PROBLEM TO WORK ON: Copy every line of the material below word for word, without changing anything.

┌────────

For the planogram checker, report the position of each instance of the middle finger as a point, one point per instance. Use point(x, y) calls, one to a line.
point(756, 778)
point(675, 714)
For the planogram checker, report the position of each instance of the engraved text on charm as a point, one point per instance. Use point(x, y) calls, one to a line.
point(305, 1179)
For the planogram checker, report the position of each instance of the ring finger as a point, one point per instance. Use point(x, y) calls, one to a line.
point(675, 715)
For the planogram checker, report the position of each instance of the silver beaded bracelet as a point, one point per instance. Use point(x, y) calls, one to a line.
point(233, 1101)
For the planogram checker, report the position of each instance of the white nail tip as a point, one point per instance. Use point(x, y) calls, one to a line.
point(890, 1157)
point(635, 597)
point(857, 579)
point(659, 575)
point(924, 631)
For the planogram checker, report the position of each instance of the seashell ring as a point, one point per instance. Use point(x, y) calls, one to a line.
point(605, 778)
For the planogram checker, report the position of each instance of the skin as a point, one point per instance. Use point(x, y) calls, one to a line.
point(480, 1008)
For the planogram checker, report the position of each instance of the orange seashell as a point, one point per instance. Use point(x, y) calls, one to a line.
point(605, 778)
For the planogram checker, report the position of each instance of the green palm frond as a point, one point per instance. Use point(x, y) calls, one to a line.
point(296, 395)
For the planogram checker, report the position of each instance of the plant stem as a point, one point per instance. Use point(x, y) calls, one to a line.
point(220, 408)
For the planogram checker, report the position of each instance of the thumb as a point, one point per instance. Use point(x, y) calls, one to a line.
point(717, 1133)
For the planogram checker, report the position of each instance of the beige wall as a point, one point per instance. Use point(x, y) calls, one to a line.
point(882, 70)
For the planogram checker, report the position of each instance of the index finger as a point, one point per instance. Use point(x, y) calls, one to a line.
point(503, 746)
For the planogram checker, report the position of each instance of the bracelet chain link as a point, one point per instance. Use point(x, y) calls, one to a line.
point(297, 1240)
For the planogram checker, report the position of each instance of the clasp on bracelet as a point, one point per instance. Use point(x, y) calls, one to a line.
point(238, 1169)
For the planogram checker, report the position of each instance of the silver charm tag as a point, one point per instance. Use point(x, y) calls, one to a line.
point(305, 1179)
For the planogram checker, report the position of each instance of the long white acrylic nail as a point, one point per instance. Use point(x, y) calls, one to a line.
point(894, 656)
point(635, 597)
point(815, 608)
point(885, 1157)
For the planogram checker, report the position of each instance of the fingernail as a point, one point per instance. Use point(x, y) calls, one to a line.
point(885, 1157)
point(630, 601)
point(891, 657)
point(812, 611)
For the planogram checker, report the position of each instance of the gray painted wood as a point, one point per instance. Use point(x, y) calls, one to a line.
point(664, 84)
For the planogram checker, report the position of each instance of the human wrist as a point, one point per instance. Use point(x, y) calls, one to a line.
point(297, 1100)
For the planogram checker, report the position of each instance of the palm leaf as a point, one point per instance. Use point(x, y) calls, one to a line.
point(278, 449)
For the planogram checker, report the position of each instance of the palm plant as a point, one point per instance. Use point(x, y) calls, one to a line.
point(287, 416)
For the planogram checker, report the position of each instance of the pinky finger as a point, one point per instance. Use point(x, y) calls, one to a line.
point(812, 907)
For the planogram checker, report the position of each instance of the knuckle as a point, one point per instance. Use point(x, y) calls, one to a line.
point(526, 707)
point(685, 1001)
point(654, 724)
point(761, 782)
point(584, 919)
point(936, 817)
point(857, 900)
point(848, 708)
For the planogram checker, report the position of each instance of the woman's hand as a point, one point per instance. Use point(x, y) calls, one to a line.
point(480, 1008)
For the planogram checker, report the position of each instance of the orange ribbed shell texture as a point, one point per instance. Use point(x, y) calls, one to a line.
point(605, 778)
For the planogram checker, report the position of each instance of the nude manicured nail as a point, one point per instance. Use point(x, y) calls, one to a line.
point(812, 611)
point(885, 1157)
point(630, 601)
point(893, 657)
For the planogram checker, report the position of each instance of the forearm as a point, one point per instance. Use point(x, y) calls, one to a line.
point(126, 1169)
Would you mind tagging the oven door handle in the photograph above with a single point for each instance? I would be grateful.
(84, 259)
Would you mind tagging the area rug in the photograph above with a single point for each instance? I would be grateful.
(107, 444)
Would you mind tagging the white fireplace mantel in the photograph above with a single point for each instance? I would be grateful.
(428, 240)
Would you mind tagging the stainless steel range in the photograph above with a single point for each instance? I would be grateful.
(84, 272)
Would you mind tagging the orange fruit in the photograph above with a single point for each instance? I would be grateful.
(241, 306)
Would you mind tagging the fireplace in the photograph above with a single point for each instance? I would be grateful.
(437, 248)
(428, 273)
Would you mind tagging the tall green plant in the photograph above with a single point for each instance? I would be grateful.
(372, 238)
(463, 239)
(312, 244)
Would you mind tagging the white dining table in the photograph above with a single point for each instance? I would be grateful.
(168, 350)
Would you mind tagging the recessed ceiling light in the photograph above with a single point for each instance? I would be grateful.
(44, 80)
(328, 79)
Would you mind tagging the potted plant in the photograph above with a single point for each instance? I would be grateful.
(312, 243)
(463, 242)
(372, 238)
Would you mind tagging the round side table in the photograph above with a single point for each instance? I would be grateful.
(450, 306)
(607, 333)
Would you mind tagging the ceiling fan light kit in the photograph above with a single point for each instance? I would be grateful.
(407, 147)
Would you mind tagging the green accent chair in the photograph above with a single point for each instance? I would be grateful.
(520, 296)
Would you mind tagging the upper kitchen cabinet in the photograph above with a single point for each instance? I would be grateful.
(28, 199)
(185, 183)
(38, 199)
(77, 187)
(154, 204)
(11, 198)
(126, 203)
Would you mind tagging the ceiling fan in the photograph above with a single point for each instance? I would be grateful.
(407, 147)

└────────

TASK OUTPUT:
For the planogram checker, report the position of each instance of the middle finger as a point, one point per instance. Use point(x, y) calls, one to a line.
point(756, 778)
point(675, 714)
For the planogram checker, report the position of each instance of the engraved text on charm as a point, one point per instance. Use point(x, y) calls, one to a line.
point(305, 1179)
For the planogram checker, report the position of each instance of the ring finger as a point, one point per instance. Use point(x, y) calls, one to a line.
point(675, 715)
For the planogram checker, report the position of each instance of the silver beaded bracelet as a point, one point per instance. Use point(x, y) calls, one to a line.
point(233, 1101)
For the planogram checker, report the position of each instance of the white nail tip as a point, one point per instance. Use point(x, y) calls, one to a line.
point(890, 1157)
point(635, 597)
point(857, 579)
point(659, 575)
point(924, 631)
For the planogram checker, report the position of each instance of the seashell ring as a point, one point per instance. Use point(x, y) calls, one to a line.
point(605, 778)
For the planogram checker, report the position of each instance of the skin as a point, one point per instance. Use point(x, y) calls, one to a line.
point(480, 1008)
For the planogram checker, report the position of each instance of the orange seashell as a point, one point per instance. Use point(x, y) calls, one to a line.
point(605, 778)
For the planogram checker, report the position of each instance of the green palm frond as a point, one point per instance. Use point(x, y) calls, one to a line.
point(296, 395)
For the planogram checker, report the position of each instance of the plant stem as a point, one point per instance. Use point(x, y) calls, one to a line.
point(220, 408)
For the planogram checker, report the position of each instance of the thumb as a point, one point per instance. Use point(x, y) calls, one to a line.
point(717, 1133)
For the planogram checker, report the position of each instance of the beige wall as a point, one point per instance. Use point(x, y) calls, one to a line.
point(882, 70)
For the planogram checker, report the position of each instance of the index finger as a point, one point per instance. Use point(x, y) calls, one to a line.
point(503, 746)
For the planogram checker, report the position of each instance of the bracelet chain link as a point, one point per instance. Use point(x, y) calls, one to a line.
point(297, 1240)
For the planogram checker, report the position of each instance of the clasp on bracelet as a point, one point per instance. Use point(x, y) calls, one to a line.
point(238, 1169)
For the planogram checker, report the position of each instance of the silver charm tag as a point, one point per instance. Use point(x, y) calls, one to a line.
point(305, 1179)
For the planogram checker, report the position of each instance of the long white acrylic nail as a point, one point per instance. Use point(x, y) calls, one to a line.
point(894, 656)
point(635, 597)
point(815, 608)
point(885, 1157)
For the planogram checker, report the position of each instance of the fingernail as a point, one point per instance. Use point(x, y) calls, one to a line.
point(885, 1157)
point(630, 601)
point(891, 657)
point(812, 611)
For the planogram checker, report the position of each instance of the gray painted wood as a point, one point per instance. Use point(x, y) calls, one to a line.
point(664, 84)
For the planogram checker, report the position of each instance of the human wrist as a point, one point per instance. Use point(x, y) calls, one to a line.
point(297, 1100)
For the planogram checker, report the position of each instance of the palm leaf as a point, one point per instance. Use point(x, y) calls, one to a line.
point(278, 449)
For the planogram checker, report the position of each instance of the palm plant as a point, one point per instance. Use point(x, y) calls, one to a line.
point(287, 416)
For the planogram checker, report the position of each instance of the pinky finger as a point, one point per instance. Use point(x, y) calls, one to a line.
point(812, 907)
For the planogram checker, report the position of each instance of the knuckle as a point, one point per instance. Use point(x, y) calls, one to a line.
point(526, 707)
point(685, 1001)
point(654, 724)
point(761, 782)
point(584, 919)
point(936, 817)
point(857, 900)
point(848, 708)
For the planogram checker, report the position of each instance of the woman's hand as a point, one point per instance. Use point(x, y) calls, one to a line.
point(480, 1008)
For the planogram checker, report the position of each instance of the orange ribbed shell texture as a point, one point per instance. Use point(x, y) calls, one to a line.
point(605, 778)
For the planogram checker, report the position of each instance of the nude manicured nail as a point, one point per instance. Use point(x, y) calls, one to a line.
point(812, 611)
point(885, 1157)
point(630, 601)
point(893, 657)
For the planogram checker, report the position of each instance of the forearm as a point, one point per instance. Use point(x, y) calls, one to a line.
point(126, 1169)
Would you mind tagging the oven door handle in the photograph above with a single point for each instance? I would be grateful.
(84, 259)
Would you mind tagging the area rug in the photograph above with a single point for each instance? I would be grateful.
(107, 444)
Would you mind tagging the white fireplace mantel in the photograph above with a single point for each instance? I would be grateful.
(428, 240)
Would you mind tagging the stainless steel range in the photograph above with a single point for each instance? I would be grateful.
(84, 272)
Would you mind tagging the orange fruit in the photograph above with a single point for each instance? I would be grateful.
(241, 306)
Would you mind tagging the fireplace in the photograph above with a single point for each instance? I would be grateful.
(437, 248)
(428, 273)
Would you mind tagging the tall green plant in the photograph above with a single point for each instance? I would be grateful.
(372, 238)
(463, 239)
(312, 244)
Would you mind tagging the white dining table in the photograph above with a single point for each instance? I would be grateful.
(168, 350)
Would you mind tagging the recessed ceiling light in the photograph above with a single point for each instance? I would be grateful.
(44, 80)
(328, 79)
Would you mind tagging the potted plant in the photograph above with a single point for each instance? I would be grateful.
(312, 243)
(463, 242)
(372, 238)
Would you mind tagging the round side table in the photograph above with a single point for each instance? I would be grateful.
(450, 306)
(607, 333)
Would you mind tagging the ceiling fan light kit in the photograph above with a single point for each instance? I would be grateful.
(407, 147)
Would you mind tagging the green accent chair in the photograph above with a single point for each instance? I would be grateful.
(520, 296)
Would you mind tagging the upper kitchen cabinet in the photograph above with a single point for each instance? I would be grateful.
(28, 199)
(185, 183)
(38, 199)
(77, 187)
(154, 204)
(11, 198)
(126, 203)
Would you mind tagging the ceiling fan in the photograph above with a single point for each instance? I would be grateful.
(407, 147)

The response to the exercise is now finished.